Exercise >> Please output exactly the lines that run from the line with "Query: spectator in red shirt" through the final line of the data, inclusive, and nothing more.

━━━━━ Excerpted data ━━━━━

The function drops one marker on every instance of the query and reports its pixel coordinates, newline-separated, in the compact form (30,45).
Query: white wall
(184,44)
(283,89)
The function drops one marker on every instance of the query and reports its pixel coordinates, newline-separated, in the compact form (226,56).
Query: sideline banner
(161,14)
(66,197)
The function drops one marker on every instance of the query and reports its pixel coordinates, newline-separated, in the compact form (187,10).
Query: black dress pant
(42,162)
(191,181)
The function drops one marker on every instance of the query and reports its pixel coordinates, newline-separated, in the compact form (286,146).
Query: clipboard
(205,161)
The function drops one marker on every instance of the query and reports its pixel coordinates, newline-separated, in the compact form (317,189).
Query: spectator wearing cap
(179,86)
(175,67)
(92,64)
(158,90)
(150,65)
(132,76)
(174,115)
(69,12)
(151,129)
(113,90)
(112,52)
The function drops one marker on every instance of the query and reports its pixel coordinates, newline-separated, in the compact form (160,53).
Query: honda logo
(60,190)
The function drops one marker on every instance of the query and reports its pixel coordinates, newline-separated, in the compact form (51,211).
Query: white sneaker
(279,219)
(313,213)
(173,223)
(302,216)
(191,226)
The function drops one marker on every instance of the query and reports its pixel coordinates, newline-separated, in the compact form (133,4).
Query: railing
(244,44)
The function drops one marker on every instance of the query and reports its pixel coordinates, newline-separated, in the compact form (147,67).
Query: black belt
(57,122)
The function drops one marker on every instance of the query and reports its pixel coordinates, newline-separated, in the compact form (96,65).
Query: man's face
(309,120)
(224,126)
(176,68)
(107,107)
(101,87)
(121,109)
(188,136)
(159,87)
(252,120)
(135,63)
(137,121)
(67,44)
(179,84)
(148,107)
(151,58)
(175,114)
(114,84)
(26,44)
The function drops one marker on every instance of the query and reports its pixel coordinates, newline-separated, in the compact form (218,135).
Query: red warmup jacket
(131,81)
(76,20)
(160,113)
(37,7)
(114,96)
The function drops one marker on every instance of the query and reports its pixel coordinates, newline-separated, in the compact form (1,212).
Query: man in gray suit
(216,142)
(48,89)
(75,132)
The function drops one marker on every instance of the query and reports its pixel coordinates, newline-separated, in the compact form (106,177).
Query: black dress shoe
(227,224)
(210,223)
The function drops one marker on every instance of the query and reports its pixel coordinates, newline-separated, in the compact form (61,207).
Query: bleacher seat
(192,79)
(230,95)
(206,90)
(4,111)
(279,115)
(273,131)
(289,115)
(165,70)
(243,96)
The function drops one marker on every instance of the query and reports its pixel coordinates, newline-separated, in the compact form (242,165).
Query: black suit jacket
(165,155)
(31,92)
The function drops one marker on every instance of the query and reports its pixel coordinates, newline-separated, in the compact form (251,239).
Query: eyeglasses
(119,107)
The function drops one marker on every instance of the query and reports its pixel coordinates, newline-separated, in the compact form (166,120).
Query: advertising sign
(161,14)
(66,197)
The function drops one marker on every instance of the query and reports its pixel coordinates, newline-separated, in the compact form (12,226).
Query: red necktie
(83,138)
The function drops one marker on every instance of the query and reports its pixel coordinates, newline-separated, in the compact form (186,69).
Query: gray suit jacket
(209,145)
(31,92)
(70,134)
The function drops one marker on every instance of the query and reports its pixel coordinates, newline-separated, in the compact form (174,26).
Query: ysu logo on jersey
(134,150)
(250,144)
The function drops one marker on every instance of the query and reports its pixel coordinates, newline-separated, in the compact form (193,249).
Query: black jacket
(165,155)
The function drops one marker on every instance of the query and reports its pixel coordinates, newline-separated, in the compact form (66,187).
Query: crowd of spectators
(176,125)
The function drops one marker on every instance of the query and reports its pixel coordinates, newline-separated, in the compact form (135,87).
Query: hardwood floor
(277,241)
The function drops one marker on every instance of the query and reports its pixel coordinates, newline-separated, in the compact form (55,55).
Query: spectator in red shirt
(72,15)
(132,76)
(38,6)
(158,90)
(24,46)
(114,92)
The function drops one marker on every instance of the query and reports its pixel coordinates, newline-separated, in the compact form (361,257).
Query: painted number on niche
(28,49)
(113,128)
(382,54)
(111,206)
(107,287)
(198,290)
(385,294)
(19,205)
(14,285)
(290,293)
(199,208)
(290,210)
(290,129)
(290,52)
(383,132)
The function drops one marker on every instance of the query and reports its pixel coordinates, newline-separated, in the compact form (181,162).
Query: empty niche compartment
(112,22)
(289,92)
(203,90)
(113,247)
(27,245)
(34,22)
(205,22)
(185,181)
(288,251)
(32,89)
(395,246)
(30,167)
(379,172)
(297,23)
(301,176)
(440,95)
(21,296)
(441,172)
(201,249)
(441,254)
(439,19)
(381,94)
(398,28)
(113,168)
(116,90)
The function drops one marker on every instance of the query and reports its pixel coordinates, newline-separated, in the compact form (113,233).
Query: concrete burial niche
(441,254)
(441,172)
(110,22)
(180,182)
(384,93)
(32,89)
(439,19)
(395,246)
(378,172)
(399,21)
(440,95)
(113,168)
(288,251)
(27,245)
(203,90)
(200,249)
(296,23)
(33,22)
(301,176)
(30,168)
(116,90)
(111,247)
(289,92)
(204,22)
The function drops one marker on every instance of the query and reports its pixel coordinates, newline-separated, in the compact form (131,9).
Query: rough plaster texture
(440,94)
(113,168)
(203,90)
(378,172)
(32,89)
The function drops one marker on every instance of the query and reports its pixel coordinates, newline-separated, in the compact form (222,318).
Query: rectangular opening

━━━━━

Answer space >>
Query: spectator in red shirt
(72,15)
(132,76)
(38,6)
(158,90)
(24,46)
(114,92)
The function drops one marker on every instance of the query and reports its pixel coordinates, newline-separated, in the compact form (361,257).
Query: painted number on niche
(28,49)
(113,128)
(382,54)
(111,206)
(107,287)
(198,290)
(385,294)
(19,205)
(14,285)
(290,293)
(199,208)
(290,210)
(290,129)
(290,52)
(383,132)
The function drops one marker on every instance of the query and reports its pixel coordinates, newline-separated, in the compact form (181,162).
Query: empty niche compartment
(112,22)
(289,92)
(203,90)
(113,247)
(27,245)
(34,22)
(205,22)
(185,181)
(288,251)
(32,89)
(395,246)
(30,167)
(379,172)
(297,23)
(301,176)
(440,95)
(21,296)
(441,172)
(201,249)
(441,254)
(439,19)
(381,94)
(398,28)
(113,168)
(116,90)
The function drops one marker on every instance of the query and reports its pixel coordinates, newline-separated, in the compact form (113,233).
Query: concrete burial niche
(441,254)
(441,172)
(110,22)
(180,182)
(384,93)
(32,89)
(439,19)
(395,246)
(378,172)
(399,21)
(440,95)
(113,168)
(288,251)
(27,245)
(203,90)
(200,249)
(296,23)
(33,22)
(301,176)
(30,168)
(116,90)
(111,247)
(289,92)
(204,22)
The function drops one marker on every instance of the query and reports its pixel coordinates, newline-separated, in the compact form (131,9).
Query: rough plaster texture
(440,94)
(113,168)
(203,90)
(378,172)
(32,89)
The function drops one marker on every instance of the query and reports its pixel coordinates, newline-separated, in the compact form (222,318).
Query: rectangular opening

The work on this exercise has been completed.